Materials provided.
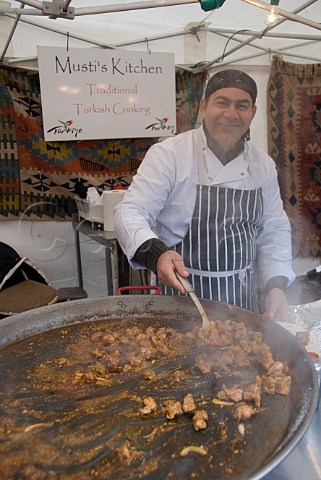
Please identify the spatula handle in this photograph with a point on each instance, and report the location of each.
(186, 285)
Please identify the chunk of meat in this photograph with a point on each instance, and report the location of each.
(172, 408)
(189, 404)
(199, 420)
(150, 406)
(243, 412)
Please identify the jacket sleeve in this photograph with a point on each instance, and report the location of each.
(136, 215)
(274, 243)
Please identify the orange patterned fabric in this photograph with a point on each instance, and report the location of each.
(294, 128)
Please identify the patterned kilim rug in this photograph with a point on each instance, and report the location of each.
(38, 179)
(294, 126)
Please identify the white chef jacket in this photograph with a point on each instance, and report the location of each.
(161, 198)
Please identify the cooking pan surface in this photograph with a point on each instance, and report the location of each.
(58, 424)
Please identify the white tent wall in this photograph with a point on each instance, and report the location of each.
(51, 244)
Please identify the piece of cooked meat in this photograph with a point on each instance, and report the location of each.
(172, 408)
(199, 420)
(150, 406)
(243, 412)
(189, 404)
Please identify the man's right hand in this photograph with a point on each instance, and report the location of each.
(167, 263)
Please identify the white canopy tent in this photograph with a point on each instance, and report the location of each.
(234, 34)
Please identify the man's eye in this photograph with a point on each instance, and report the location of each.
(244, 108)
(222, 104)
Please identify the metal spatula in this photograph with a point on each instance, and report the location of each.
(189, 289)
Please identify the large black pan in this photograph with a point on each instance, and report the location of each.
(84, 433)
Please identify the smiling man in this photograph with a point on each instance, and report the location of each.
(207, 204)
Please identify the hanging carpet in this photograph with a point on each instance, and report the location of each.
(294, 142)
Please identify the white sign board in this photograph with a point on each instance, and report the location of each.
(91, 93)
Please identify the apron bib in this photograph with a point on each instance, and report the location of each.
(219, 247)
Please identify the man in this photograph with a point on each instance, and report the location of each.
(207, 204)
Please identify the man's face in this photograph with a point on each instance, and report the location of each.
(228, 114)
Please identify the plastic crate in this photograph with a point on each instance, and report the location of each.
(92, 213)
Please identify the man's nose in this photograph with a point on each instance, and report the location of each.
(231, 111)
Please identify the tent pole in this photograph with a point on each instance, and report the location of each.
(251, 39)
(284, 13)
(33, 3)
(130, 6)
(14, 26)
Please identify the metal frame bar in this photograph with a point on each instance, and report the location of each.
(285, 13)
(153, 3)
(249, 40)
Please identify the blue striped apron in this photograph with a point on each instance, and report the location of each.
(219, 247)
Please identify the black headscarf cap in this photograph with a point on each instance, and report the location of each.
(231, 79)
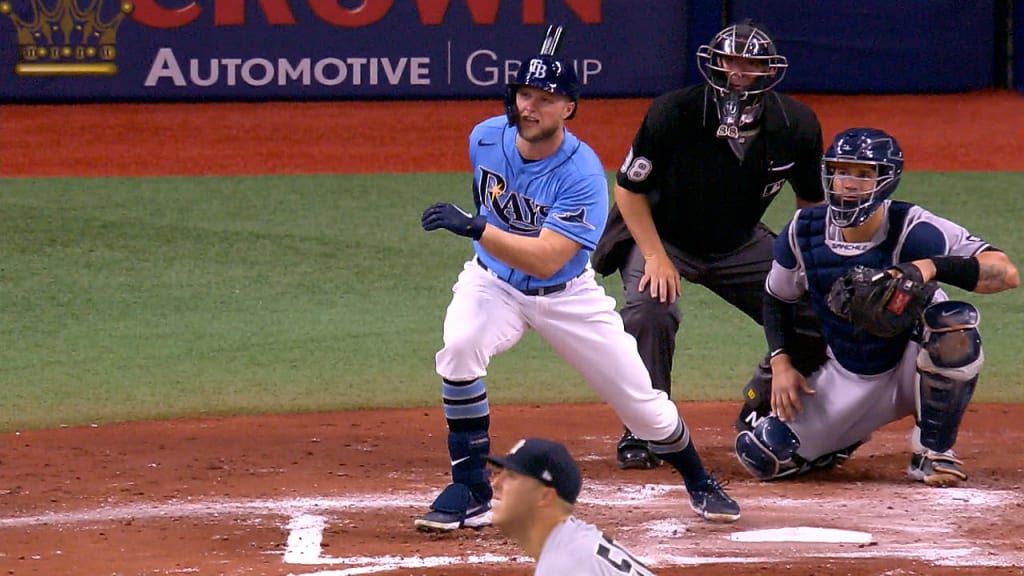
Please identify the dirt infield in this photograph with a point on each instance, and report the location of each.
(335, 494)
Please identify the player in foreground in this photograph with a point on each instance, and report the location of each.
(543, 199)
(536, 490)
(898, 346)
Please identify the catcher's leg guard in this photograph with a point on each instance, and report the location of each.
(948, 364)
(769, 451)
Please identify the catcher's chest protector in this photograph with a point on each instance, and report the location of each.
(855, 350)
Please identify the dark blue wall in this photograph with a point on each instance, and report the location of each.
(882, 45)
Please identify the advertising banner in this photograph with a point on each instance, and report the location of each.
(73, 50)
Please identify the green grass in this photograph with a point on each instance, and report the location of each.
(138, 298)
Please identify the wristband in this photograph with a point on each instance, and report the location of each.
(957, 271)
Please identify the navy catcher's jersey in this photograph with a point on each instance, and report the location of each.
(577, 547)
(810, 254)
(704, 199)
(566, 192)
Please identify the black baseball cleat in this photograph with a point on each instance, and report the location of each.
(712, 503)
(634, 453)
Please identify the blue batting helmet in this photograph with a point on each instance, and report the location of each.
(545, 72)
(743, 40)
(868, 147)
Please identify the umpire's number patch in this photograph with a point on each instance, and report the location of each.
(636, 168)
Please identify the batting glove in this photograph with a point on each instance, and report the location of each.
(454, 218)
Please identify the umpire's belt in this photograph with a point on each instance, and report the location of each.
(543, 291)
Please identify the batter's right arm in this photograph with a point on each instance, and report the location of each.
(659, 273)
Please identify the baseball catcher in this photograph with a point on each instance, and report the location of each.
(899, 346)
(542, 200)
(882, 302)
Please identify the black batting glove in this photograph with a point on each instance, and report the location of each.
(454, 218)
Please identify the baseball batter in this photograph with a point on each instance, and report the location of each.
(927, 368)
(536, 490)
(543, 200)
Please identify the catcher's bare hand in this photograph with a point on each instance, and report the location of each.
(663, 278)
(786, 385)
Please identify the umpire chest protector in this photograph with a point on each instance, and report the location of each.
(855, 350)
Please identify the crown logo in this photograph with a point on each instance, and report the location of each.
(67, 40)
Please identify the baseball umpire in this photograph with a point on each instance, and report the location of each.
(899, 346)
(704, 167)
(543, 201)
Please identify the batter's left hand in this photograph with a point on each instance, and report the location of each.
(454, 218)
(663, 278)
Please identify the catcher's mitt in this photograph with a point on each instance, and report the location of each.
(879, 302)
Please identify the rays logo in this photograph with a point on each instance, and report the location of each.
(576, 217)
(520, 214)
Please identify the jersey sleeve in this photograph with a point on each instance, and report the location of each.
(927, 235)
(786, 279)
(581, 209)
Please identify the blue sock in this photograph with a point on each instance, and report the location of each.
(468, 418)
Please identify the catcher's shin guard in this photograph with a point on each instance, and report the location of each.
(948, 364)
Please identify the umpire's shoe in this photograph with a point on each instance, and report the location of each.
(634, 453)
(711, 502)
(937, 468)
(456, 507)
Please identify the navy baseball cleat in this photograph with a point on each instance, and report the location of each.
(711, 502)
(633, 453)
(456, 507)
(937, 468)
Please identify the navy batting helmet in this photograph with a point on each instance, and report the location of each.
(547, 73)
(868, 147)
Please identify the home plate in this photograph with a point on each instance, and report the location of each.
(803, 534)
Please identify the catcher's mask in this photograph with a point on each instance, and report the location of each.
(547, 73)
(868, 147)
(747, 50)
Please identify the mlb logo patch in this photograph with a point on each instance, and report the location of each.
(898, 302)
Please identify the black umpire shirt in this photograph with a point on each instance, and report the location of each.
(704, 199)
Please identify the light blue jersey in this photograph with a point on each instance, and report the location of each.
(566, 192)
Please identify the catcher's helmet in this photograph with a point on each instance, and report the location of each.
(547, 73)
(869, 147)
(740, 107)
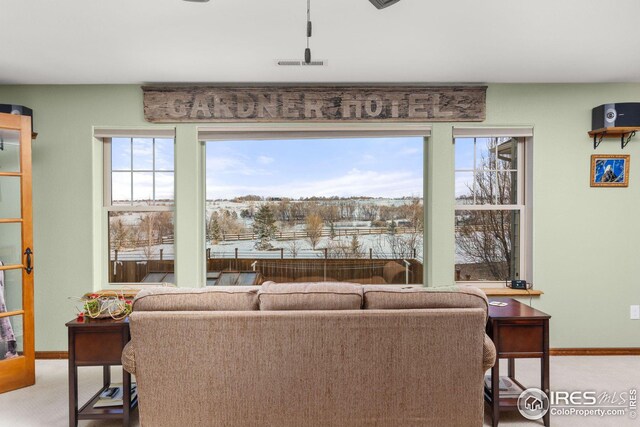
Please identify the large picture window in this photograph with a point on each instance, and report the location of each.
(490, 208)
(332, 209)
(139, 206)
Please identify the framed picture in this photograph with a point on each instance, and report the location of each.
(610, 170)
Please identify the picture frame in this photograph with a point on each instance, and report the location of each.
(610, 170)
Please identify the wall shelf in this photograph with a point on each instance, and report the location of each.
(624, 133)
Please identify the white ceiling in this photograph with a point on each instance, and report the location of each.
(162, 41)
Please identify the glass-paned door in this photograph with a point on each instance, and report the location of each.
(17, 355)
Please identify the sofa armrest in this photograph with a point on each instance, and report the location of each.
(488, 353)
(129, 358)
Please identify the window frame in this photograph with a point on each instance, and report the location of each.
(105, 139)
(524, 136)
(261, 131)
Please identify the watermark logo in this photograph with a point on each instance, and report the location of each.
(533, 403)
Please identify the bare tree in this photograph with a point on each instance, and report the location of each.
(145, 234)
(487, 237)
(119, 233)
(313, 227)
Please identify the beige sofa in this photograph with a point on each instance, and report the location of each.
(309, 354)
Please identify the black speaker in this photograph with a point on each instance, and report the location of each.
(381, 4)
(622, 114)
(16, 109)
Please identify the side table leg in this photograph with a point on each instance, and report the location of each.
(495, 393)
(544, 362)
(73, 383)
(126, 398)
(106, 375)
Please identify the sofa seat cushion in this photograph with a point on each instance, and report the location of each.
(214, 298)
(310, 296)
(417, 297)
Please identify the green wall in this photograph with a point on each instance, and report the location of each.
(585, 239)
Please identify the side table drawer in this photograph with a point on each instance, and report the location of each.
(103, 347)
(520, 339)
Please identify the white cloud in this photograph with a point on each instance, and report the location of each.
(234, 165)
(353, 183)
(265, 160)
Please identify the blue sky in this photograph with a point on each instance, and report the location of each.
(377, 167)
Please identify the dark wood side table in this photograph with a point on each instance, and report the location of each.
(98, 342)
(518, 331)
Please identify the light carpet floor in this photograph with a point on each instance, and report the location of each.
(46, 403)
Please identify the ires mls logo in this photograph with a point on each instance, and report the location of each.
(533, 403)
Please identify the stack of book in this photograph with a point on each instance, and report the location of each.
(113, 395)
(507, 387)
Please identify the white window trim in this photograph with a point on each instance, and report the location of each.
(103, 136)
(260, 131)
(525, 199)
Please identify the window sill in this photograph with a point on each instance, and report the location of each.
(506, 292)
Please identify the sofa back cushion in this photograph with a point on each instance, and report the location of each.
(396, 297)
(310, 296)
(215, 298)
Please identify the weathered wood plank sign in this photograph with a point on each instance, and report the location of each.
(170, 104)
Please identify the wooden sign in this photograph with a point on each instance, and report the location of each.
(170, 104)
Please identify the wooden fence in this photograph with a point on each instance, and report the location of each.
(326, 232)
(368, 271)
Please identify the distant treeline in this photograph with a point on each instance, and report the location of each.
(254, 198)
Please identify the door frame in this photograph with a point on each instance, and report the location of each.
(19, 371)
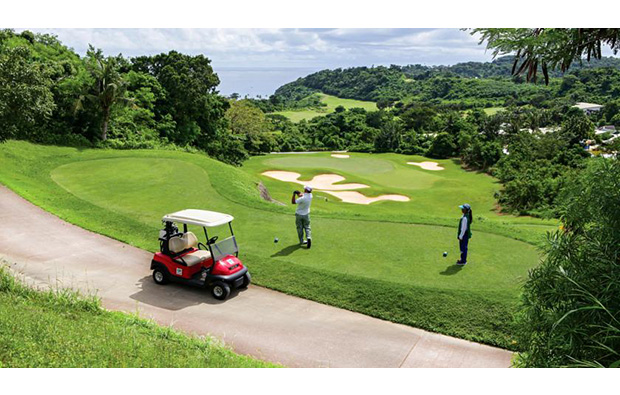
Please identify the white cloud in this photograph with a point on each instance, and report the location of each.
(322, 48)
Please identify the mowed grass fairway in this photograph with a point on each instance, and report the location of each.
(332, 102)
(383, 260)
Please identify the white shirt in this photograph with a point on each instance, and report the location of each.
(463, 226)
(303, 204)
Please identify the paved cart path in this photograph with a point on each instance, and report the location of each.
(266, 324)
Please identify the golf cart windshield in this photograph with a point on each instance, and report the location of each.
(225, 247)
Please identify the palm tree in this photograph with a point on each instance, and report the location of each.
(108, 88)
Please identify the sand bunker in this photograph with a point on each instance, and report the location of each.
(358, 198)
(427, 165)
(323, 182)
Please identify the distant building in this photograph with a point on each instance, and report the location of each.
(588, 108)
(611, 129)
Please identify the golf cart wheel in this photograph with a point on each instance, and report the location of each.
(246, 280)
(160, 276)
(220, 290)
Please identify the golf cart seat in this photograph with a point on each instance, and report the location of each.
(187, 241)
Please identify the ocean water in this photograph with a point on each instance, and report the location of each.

Written task. Write out the stretch of the records from the line containing "Please identify the sand" through the last line of the records, reproducing each line without any change.

Exercise response.
Please identify the sand bunker in this photograph with a point on each instance, and report the location of each.
(358, 198)
(427, 165)
(323, 182)
Please identify the distant building in this photograph with a point on each instance, and report the location of each.
(588, 108)
(611, 129)
Please identify the golf cart wheel in this photograph with a point on each instance, and report the location of each.
(246, 280)
(160, 276)
(220, 290)
Please identify the golf cart seat in this photograph with a point on each instance, and report the location of each.
(187, 241)
Please identify the ocean water in this photograph with a point on each instance, and report the location of each.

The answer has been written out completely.